* Task details
Convert every line of the rows below into a JSON list of strings, one string per line, skipping any blank lines. Leave the pictures out.
--------------------------------
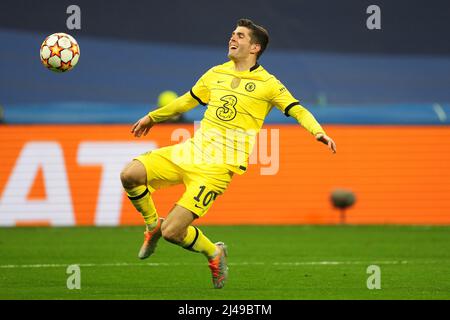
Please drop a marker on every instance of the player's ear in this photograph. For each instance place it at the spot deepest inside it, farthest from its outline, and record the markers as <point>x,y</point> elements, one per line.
<point>255,48</point>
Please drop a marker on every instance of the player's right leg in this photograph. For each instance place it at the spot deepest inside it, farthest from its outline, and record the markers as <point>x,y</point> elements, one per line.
<point>134,181</point>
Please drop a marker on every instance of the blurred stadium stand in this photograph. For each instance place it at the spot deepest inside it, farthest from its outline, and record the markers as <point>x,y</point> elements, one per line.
<point>400,75</point>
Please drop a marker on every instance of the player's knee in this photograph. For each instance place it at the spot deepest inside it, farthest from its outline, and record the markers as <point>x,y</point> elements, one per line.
<point>171,234</point>
<point>130,179</point>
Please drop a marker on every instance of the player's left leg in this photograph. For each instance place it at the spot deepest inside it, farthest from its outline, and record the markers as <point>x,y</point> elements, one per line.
<point>177,229</point>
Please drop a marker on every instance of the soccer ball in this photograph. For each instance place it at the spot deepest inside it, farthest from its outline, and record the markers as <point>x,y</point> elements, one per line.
<point>60,52</point>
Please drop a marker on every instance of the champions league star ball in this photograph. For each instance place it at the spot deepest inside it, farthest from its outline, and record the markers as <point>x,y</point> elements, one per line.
<point>60,52</point>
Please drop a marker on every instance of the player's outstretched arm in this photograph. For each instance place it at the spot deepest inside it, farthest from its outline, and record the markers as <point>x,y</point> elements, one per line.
<point>142,126</point>
<point>180,105</point>
<point>307,120</point>
<point>326,140</point>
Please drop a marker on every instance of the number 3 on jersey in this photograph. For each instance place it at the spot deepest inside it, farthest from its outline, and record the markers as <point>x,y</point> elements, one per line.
<point>207,198</point>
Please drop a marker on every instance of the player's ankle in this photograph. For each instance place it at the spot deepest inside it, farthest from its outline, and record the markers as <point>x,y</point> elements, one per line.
<point>151,226</point>
<point>216,252</point>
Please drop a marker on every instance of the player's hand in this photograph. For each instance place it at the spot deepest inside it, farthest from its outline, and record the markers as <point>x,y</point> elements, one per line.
<point>326,140</point>
<point>142,126</point>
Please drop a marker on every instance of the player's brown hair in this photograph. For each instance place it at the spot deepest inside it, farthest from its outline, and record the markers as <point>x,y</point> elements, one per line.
<point>258,34</point>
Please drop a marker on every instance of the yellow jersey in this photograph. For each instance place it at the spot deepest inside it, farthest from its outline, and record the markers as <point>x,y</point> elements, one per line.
<point>237,103</point>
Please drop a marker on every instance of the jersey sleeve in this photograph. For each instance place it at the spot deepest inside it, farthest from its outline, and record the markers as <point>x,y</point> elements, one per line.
<point>200,91</point>
<point>282,98</point>
<point>284,101</point>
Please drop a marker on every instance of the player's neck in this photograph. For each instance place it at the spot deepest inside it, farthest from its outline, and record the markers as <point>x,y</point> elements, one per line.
<point>244,65</point>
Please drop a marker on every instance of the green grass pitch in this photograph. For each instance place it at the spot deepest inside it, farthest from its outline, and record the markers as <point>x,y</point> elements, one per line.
<point>266,262</point>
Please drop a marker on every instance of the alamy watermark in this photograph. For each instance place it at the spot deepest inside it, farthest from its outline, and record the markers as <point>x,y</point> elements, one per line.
<point>374,279</point>
<point>74,278</point>
<point>373,22</point>
<point>73,21</point>
<point>228,146</point>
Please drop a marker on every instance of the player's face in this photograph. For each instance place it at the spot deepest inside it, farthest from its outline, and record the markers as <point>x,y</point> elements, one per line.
<point>240,46</point>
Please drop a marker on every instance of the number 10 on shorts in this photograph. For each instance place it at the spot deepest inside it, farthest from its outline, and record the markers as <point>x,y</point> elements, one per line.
<point>207,198</point>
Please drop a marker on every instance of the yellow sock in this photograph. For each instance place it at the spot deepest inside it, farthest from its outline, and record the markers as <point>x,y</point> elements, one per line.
<point>196,241</point>
<point>142,201</point>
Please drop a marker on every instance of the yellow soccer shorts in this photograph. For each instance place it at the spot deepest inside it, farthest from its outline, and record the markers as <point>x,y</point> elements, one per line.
<point>204,183</point>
--------------------------------
* Final answer
[
  "Please drop a marker on every instance of the player's ear in this photograph. For each instance place it at the spot deepest inside it, farthest from its outline, and record the markers as <point>x,y</point> elements, one per line.",
  "<point>255,48</point>",
  "Please drop a marker on every instance of the player's right leg in this photograph. For each instance place it at the spot deepest inside it, farthest from its outline, and record the markers as <point>x,y</point> elements, one per line.",
  "<point>134,181</point>",
  "Please drop a marker on every instance of the blurred stadium stand in this photograph. For each instance place it at the spot deepest inside it, farthest from its outline, and record the markers as <point>x,y</point> elements, one per line.",
  "<point>400,75</point>",
  "Please drop a marker on every instance of the player's knee in this photograph. For each instance place it at the spot deepest inside it, farthest from its outline, and record the markers as <point>x,y</point> elements, one per line.",
  "<point>171,234</point>",
  "<point>130,179</point>",
  "Please drop a marker on every instance of the player's left leg in this photograph. For each instance place it at the spot deepest inside it, farthest from its outline, and record the markers as <point>x,y</point> elements, one per line.",
  "<point>177,229</point>",
  "Please drop a marker on every instance of the soccer ball in this photograph. For each instance place it at the spot deepest inside it, farthest from its outline, and record the markers as <point>x,y</point> elements, one per line.",
  "<point>60,52</point>",
  "Please drop a marker on every instance of the champions league star ball in this photograph. For each instance place it at the spot deepest inside it, farthest from its outline, and record the markers as <point>x,y</point> elements, one per line.",
  "<point>60,52</point>",
  "Please drop a marker on every instance of the player's outstretched arm in this photograph. For each instance place it at the spot deepest inside it, farthest from its outline, and record the markers as <point>x,y</point> elements, one per line.",
  "<point>142,126</point>",
  "<point>180,105</point>",
  "<point>307,120</point>",
  "<point>326,140</point>",
  "Please drop a marker on every instance of the number 3 on jersey in this photograph. For each instance place it at the spot deepest inside it, farthest from its outline, and record the markers as <point>x,y</point> elements, one per line.",
  "<point>207,198</point>",
  "Please drop a marker on every instance of the player's ankle in this photograph. For each instance place it at the spot deepest inside it, farthest from its outline, and record the markers as <point>x,y</point> elements, one per line.",
  "<point>151,226</point>",
  "<point>216,252</point>",
  "Please drop a marker on every instance of the player's hand in this photograph. For each instance place it at the spot deepest inside it, farthest from its outline, and record the markers as <point>x,y</point> elements, one per line.",
  "<point>326,140</point>",
  "<point>142,126</point>",
  "Please drop a marker on every instance of the player's brown hair in this photograph. For each instance place it at the spot deepest inside it, farthest from its outline, and record the markers as <point>x,y</point> elements, one per line.",
  "<point>258,34</point>",
  "Please drop a marker on every instance of the yellow jersey in this photograph. For each instance place it at the spot deepest inside it, farthest from its outline, and record the markers as <point>x,y</point> elements, one per line.",
  "<point>237,103</point>",
  "Please drop a marker on every instance of the jersey sleeve in this photograph. For each instance place it at the spot deepest inside it, farthest from its outline, and record the markers as <point>x,y</point> elements, one per line.",
  "<point>200,91</point>",
  "<point>282,98</point>",
  "<point>284,101</point>",
  "Please drop a marker on every instance of the player's neck in this photograph. For each instance place it at the spot deepest inside it, farthest from its outline, and record the markers as <point>x,y</point> elements, one per line.",
  "<point>244,65</point>",
  "Please drop a marker on every instance of the green grass pitch in this photograph. For each instance place it at the spot deepest inside it, farthest from its outline, and record the markers as <point>x,y</point> elements, one per line.",
  "<point>266,262</point>",
  "Please drop a marker on every instance of the alamy watermark in this photograph. For each instance place it at the spot deepest inside it, farthest from its outline, and record the markers as <point>x,y</point> elements, one per line.",
  "<point>374,279</point>",
  "<point>74,278</point>",
  "<point>373,22</point>",
  "<point>73,21</point>",
  "<point>228,146</point>",
  "Please drop a marker on every instance of the player's face in this photograph. For each instance place it at the spot deepest inside it, farthest from its outline, and record the markers as <point>x,y</point> elements, one per line.",
  "<point>240,46</point>",
  "Please drop a marker on every instance of the number 10 on shorts in this photograph. For each instance place it at the spot deepest inside it, farthest from its outline, and record the markers as <point>x,y</point> elements, one per line.",
  "<point>207,198</point>",
  "Please drop a marker on every instance of the yellow sock in this photograph. For each instance place it at the spot deepest inside it, farthest from its outline, and record the markers as <point>x,y</point> elements, one per line.",
  "<point>196,241</point>",
  "<point>142,201</point>",
  "Please drop a marker on every instance of the yellow soccer shorts in this photograph. For each instance place it at the spot deepest inside it, farthest from its outline, and record the markers as <point>x,y</point> elements, one per line.",
  "<point>204,183</point>"
]